> Stated task: Which lines in the records below contain the string "beam"? Pull out every such line.

______

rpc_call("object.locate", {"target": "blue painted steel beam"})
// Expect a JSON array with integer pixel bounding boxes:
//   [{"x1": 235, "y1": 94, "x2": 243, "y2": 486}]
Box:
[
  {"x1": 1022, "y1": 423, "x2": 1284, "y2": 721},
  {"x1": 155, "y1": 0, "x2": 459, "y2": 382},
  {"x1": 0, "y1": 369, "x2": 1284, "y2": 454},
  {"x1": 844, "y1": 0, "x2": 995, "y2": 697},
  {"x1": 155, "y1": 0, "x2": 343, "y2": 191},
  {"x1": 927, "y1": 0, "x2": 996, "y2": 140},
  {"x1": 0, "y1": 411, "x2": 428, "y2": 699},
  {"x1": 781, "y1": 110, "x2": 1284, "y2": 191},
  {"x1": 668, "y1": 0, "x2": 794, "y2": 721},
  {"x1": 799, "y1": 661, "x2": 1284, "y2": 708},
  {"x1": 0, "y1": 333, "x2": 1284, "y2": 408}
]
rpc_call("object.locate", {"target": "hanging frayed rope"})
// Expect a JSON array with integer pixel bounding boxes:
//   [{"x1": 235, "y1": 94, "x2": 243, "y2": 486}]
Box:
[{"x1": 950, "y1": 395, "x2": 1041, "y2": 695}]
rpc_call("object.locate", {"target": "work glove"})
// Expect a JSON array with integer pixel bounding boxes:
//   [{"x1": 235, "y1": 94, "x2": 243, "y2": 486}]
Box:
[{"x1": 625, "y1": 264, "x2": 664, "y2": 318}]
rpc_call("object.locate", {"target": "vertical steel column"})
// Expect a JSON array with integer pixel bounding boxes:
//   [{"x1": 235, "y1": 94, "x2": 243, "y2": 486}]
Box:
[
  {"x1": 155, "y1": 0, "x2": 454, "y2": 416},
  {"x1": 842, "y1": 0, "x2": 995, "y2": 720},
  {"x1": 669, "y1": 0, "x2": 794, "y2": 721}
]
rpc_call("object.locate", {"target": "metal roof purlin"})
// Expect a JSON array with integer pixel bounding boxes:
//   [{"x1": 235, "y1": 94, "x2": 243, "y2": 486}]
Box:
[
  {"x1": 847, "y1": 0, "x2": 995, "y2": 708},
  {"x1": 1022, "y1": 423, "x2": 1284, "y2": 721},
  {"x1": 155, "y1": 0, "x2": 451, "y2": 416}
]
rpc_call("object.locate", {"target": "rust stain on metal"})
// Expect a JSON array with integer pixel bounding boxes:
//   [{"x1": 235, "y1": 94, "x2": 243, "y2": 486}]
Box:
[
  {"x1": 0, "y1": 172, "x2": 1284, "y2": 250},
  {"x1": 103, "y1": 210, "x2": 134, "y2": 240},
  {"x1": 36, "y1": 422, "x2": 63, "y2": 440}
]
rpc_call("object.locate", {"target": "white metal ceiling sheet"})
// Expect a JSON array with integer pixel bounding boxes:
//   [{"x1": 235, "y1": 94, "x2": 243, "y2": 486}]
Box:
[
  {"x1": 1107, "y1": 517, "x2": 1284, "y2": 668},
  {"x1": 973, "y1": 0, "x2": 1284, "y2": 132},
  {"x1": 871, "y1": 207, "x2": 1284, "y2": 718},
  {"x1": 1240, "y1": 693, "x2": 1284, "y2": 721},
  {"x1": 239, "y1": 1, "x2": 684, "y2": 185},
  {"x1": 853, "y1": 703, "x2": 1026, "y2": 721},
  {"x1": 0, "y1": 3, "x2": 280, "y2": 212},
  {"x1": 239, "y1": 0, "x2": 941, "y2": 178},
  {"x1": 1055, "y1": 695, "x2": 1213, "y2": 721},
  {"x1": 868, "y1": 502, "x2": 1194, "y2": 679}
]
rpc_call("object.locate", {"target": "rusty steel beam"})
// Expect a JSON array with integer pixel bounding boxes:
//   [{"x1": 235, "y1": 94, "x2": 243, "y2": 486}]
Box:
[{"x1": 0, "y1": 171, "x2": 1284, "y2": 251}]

______

> Expected answer:
rpc_call("object.locate", {"target": "blue painted steel beam"})
rpc_call("object.locate", {"target": "rusty steel beam"})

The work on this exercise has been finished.